Представьте все строки от самой первой до строки с «[[1114, 231]]» включительно в виде таблицы Markdown со столбцами «№» и «Строка». Пустые строки пропустите.

Записи с указанием объектов на фото точками
╭──

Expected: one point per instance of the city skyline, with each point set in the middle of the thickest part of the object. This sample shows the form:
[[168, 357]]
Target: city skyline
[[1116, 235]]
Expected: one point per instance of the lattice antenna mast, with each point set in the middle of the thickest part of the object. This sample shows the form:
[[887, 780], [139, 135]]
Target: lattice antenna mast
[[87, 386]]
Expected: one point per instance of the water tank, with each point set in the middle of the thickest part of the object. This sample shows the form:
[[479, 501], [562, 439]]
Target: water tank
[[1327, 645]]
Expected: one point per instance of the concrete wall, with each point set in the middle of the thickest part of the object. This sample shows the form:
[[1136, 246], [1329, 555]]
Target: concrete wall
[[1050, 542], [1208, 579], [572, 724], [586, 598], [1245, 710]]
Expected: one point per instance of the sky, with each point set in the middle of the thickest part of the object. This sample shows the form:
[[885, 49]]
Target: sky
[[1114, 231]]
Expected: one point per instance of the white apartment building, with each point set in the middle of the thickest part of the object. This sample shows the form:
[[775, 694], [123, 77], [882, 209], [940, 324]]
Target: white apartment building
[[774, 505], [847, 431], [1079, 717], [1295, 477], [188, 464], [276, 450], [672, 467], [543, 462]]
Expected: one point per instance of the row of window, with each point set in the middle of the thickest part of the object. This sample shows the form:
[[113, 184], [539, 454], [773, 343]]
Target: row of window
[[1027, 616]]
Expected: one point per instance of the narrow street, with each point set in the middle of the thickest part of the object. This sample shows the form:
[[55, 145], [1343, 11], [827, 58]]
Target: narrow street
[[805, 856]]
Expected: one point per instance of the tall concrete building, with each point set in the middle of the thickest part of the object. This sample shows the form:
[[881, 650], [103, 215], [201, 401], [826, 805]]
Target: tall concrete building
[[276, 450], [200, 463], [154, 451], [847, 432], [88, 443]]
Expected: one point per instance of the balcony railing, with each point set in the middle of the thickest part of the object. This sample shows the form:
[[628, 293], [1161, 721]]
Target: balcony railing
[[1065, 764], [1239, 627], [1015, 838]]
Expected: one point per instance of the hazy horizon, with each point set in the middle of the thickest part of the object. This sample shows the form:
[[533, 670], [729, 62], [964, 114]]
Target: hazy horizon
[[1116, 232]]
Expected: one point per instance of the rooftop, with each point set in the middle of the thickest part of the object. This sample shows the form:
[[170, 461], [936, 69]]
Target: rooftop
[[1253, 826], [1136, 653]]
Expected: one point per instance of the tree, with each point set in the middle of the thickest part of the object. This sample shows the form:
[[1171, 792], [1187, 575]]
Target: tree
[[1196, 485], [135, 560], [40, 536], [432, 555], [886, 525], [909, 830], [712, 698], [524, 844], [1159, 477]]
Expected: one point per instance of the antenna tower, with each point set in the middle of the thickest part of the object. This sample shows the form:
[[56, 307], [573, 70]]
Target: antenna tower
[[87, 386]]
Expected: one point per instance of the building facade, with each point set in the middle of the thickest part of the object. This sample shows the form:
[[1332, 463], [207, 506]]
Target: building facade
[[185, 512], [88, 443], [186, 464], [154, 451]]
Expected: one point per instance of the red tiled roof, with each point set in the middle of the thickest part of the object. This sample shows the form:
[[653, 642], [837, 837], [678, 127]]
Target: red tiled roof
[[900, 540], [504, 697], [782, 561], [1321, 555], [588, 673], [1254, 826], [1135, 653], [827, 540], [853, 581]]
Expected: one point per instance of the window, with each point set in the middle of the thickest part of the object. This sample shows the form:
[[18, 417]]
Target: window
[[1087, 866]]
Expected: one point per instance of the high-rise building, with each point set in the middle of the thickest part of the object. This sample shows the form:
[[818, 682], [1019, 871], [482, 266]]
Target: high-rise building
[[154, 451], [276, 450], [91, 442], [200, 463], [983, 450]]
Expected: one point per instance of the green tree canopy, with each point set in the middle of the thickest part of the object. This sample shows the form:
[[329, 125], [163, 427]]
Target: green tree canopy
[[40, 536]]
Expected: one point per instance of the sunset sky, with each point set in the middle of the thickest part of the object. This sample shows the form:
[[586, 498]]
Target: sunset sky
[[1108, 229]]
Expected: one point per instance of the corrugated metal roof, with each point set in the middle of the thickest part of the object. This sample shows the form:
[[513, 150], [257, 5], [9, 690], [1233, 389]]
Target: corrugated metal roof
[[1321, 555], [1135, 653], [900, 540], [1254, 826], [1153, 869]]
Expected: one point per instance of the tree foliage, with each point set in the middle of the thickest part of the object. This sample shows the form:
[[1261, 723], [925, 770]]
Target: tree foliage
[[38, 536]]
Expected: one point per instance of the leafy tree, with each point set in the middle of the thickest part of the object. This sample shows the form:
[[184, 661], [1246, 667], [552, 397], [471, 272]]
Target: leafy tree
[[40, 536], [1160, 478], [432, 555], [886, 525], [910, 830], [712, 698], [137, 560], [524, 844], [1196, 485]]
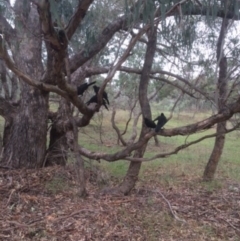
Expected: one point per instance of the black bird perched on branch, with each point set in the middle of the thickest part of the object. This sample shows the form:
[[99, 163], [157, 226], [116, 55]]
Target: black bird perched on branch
[[149, 123], [96, 89], [162, 120], [82, 88], [94, 99]]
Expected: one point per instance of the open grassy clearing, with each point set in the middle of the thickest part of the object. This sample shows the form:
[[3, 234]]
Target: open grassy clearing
[[44, 204]]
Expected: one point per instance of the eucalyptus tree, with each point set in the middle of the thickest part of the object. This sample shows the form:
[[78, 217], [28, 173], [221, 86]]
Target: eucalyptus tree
[[49, 46]]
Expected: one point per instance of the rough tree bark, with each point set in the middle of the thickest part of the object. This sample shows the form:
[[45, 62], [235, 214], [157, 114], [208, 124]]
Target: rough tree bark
[[214, 159], [26, 138], [58, 146], [132, 174]]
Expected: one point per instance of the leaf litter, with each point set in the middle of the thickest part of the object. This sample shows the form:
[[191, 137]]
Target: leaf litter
[[44, 205]]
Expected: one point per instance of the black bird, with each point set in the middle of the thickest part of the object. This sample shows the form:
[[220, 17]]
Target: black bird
[[149, 123], [82, 88], [96, 89], [94, 99], [162, 120]]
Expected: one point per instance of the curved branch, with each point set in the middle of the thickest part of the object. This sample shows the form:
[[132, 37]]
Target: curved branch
[[67, 91], [179, 148]]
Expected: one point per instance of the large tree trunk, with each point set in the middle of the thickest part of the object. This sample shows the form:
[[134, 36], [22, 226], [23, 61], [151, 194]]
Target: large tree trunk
[[58, 145], [214, 159], [132, 174], [25, 145]]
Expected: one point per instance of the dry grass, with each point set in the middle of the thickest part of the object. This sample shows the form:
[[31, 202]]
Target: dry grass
[[44, 205]]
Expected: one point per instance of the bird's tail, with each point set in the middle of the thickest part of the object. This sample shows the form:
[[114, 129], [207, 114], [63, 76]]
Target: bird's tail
[[92, 83]]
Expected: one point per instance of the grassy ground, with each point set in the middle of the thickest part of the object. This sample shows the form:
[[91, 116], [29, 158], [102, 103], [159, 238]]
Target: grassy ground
[[170, 201]]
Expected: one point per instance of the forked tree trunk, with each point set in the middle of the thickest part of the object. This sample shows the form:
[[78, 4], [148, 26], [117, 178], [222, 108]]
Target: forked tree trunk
[[25, 145], [133, 171], [214, 159]]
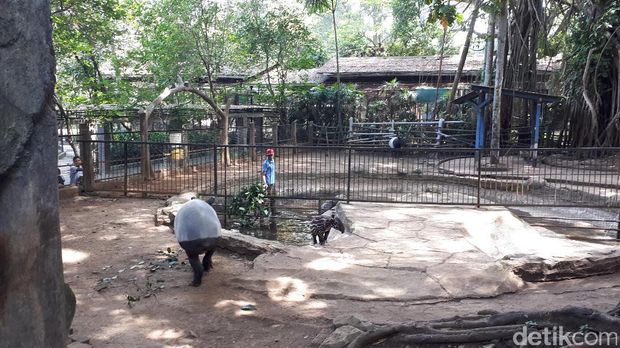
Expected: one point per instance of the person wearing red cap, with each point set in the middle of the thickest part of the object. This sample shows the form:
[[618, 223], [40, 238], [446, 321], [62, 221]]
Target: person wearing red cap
[[269, 172]]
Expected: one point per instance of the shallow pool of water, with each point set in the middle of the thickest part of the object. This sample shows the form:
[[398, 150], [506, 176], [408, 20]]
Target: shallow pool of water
[[290, 228]]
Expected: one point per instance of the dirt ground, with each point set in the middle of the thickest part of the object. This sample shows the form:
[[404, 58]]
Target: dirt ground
[[113, 252], [106, 238]]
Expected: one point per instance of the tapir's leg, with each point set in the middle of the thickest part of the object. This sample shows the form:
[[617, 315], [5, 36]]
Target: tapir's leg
[[207, 263], [197, 267]]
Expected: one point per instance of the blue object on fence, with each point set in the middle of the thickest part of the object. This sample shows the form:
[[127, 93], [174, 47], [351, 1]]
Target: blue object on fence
[[395, 143], [427, 95]]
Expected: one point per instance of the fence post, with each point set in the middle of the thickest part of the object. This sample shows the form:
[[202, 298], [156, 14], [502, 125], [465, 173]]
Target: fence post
[[324, 128], [252, 141], [87, 158], [294, 136], [215, 169], [479, 156], [274, 130], [225, 196], [350, 125], [618, 230], [311, 133], [349, 178], [126, 179], [439, 128]]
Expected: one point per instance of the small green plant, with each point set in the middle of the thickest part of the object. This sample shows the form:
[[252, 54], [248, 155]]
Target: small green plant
[[250, 204]]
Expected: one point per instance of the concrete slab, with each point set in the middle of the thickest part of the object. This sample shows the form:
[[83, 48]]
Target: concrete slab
[[421, 254]]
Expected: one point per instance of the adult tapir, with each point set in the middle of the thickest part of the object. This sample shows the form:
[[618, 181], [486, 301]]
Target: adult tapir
[[198, 229]]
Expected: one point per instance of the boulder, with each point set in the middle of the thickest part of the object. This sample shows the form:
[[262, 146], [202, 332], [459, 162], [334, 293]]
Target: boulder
[[354, 321], [341, 337]]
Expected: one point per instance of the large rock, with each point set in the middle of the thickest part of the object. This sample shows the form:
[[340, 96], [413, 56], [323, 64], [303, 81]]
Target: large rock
[[341, 337], [31, 279]]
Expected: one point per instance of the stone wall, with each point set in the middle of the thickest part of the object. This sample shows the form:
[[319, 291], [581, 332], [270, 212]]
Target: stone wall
[[31, 278]]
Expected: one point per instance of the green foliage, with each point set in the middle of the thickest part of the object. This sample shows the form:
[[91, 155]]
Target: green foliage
[[413, 35], [320, 6], [279, 41], [391, 103], [87, 36], [250, 205], [443, 12], [317, 104]]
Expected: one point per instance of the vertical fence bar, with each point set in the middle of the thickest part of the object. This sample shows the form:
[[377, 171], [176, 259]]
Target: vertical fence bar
[[126, 179], [225, 194], [214, 169], [252, 141], [349, 178], [88, 179], [479, 155]]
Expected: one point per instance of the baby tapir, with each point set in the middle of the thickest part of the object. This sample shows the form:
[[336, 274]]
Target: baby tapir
[[198, 229], [321, 225]]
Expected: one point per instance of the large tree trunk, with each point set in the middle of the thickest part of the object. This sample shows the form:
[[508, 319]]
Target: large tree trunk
[[464, 53], [499, 81]]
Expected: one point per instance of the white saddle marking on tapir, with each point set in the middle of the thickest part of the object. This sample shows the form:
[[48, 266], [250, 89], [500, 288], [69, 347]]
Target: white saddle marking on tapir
[[196, 220]]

╰──

Решённая задача:
| № | Строка |
|---|---|
| 1 | Expected: one point per instance of the city skyline, with each point set in the middle of the thickest part of the object. This sample shows the form: |
| 2 | [[168, 357]] |
| 3 | Target: city skyline |
| 4 | [[1116, 235]] |
| 5 | Expected: one point per instance of the lattice antenna mast, with each point set in the middle of the thickest part of the object. This sample shows the form: |
| 6 | [[887, 780], [139, 135]] |
| 7 | Target: lattice antenna mast |
| 8 | [[87, 386]] |
| 9 | Expected: one point per instance of the water tank, with each point set in the middle of the thickest part of the object. This sample shows the form: |
| 10 | [[479, 501], [562, 439]] |
| 11 | Target: water tank |
| 12 | [[1327, 645]] |
| 13 | Expected: one point per instance of the concrete wall, with each point set in the middle of the thickest part of the object. This sample shows the form: |
| 14 | [[1136, 246], [1329, 555]] |
| 15 | Target: concrete wall |
| 16 | [[1050, 542], [1208, 579], [572, 724], [586, 598], [1245, 710]] |
| 17 | Expected: one point per instance of the sky, with each point set in the middle of the thickest part of the object. This sample shows the form: |
| 18 | [[885, 49]] |
| 19 | Target: sky |
| 20 | [[1114, 231]] |